● WORK INSTRUCTIONS
Print the lines below word for word, leaving out the pictures.

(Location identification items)
###

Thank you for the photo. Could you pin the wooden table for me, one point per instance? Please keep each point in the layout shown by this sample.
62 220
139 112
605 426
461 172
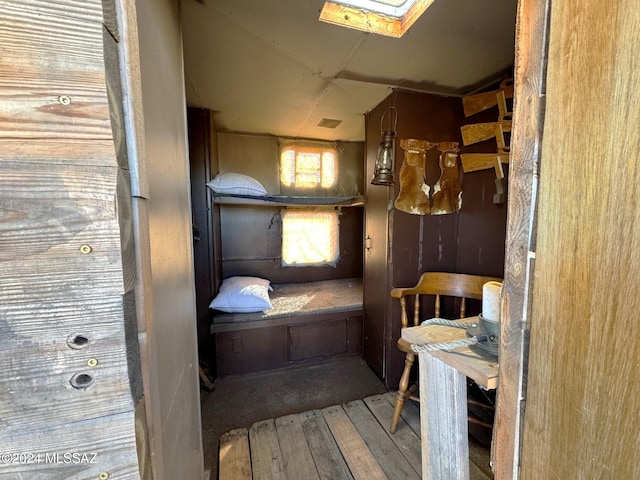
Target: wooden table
443 399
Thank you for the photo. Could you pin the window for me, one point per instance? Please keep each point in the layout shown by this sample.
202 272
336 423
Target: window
308 167
310 237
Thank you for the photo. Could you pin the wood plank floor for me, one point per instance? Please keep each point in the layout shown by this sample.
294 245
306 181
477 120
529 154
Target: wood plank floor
349 441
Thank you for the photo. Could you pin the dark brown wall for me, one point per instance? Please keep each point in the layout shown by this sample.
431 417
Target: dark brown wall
469 241
205 218
252 241
252 236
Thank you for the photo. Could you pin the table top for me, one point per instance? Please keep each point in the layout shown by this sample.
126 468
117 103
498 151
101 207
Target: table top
481 367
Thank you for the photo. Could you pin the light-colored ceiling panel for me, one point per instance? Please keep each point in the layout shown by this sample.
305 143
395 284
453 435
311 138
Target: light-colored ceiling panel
272 67
347 101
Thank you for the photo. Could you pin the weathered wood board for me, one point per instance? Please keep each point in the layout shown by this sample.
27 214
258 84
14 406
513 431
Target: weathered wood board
582 390
63 368
234 462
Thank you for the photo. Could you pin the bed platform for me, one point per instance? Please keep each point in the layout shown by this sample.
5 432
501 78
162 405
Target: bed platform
309 321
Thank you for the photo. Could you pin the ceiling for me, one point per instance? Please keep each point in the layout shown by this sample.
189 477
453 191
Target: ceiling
271 67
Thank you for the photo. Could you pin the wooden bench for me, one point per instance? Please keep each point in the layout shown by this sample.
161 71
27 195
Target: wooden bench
309 321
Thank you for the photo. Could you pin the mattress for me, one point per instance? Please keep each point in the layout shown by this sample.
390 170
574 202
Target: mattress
308 298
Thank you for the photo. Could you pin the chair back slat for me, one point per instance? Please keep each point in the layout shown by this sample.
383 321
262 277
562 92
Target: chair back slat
416 311
440 284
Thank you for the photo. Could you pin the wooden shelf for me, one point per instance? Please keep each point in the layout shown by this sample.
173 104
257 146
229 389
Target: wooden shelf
283 201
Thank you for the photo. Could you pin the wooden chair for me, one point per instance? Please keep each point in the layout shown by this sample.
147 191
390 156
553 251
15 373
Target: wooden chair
435 284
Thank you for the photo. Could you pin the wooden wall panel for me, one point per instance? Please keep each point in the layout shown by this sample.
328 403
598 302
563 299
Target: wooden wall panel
54 106
526 137
60 248
583 392
171 327
403 246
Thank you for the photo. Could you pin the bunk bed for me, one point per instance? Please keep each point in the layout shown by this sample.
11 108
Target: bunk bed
307 321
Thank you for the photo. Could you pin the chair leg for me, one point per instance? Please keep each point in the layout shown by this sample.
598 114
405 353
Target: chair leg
403 391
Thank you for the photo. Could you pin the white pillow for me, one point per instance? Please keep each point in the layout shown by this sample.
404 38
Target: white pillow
243 295
236 184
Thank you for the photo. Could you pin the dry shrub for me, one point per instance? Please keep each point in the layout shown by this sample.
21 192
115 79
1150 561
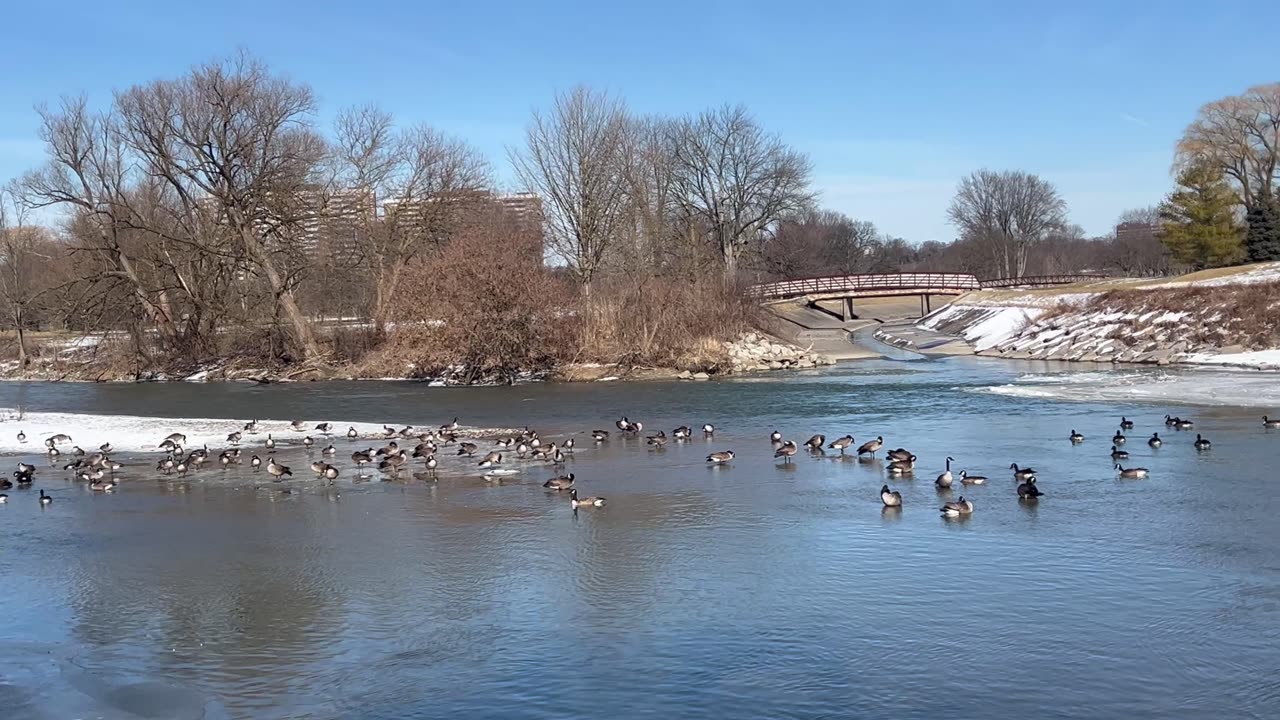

###

● ANSWER TO THIS EXERCISE
Thank you for the photo. Could you pin the wooden table for me, one point per instance? Please keep each point in the layout shown by this sample.
62 220
139 112
605 426
461 172
Target: wooden table
443 399
Thank you for the photo. Could you pin the window for me, one point per instance? Please keep each point in the layout shown by this sample.
202 272
336 423
Target: window
308 167
310 237
Thank you for the photo. Could you pin the wood plank floor for me, one point per instance? Please keep each point in the layout shown by this sample.
294 245
306 181
477 120
529 154
Target: wood plank floor
349 441
Thank you for the photo. Could you pin the dark brown wall for me, one point per instance? Please keep each point in the layout shown by this sample.
431 417
Target: dark brown wall
469 241
205 218
252 241
252 236
Thank you for the photo. Could you pin the table top for me, one point per instance? Please keep each point in the layout shown by this sample.
126 468
117 103
498 151
101 207
Target: table top
481 367
Thank you for the photo. Could you pin the light-colored ceiling panel for me, one point per instance? Please keep each point in the layout shown by this sample.
305 143
395 284
453 435
311 138
Target: light-colored ceiling panel
272 67
347 101
Thank you for the photo. Could you pin the weathered wood board for me, one point per instance? Please keep each point in the layout shown by this sample.
27 214
258 84
14 406
513 431
Target: weathered wood board
582 390
63 368
234 462
Thank you for the photo. Could you pin the bed platform for me, one point per instance? Please keep each point in the layout shown by this sample.
5 432
501 78
162 405
Target: bed platform
309 321
Thank you for the photo. Could you pin the ceiling for me, one point per instance? Please keep each point in the layout shown by this sample.
189 477
453 191
Target: ceiling
271 67
Thank you for the photo. Could you pin the wooden bench for me, one point per instance? Please keep each point in the layout shown by this sample.
161 71
27 195
Target: wooden bench
309 321
Thank you for the photo. Could you pin the mattress for me, one point per instance? Please keep each point in the layout shown by this sample.
390 170
574 202
Target: mattress
308 298
Thank you for the photo. Could you pin the chair back slat for me, one point per instance? Please keep each point in the layout shown by this sample.
383 321
262 277
562 92
Target: chair back slat
416 311
440 284
Thank you for the photo. Could you pin the wooden shelf for me, one point per instance? Please keep each point in the layout shown by this sample.
173 104
257 146
229 389
Target: wooden shelf
283 201
Thank you for the photo. Could you pin the wooden chair for me, one point per instance? Please keep each point in the layout shown by this sample.
147 191
390 156
553 251
15 373
Target: wooden chair
435 284
Thank you for the photo. Could you pin the wooden wall panel for me, one point per instance? Please keep each point in the layout shown by this sample.
328 403
598 302
563 299
Target: wooden wall panel
54 106
526 137
60 248
583 392
171 327
403 246
Thank you for the photo. Could you pin the bunk bed for me, one point per instance? Please keep each point in the layout shown by this sample.
11 108
Target: bunk bed
307 321
Thank you for the photo. Could you pin the chair leg for me, one point per instance? Please keep each point in the layout shown by this sample.
598 114
405 353
Target: chair leg
403 391
Thank you for the photo. Could you pin the white pillow for me, one point per instance? Please keep each point in the layout shown by this sample.
404 38
Target: white pillow
243 295
236 184
Thank you for the photo. Could you pin the dry shrub for me, one point per instance? Please keep each point in the layout shown by this sample.
21 192
115 79
1150 561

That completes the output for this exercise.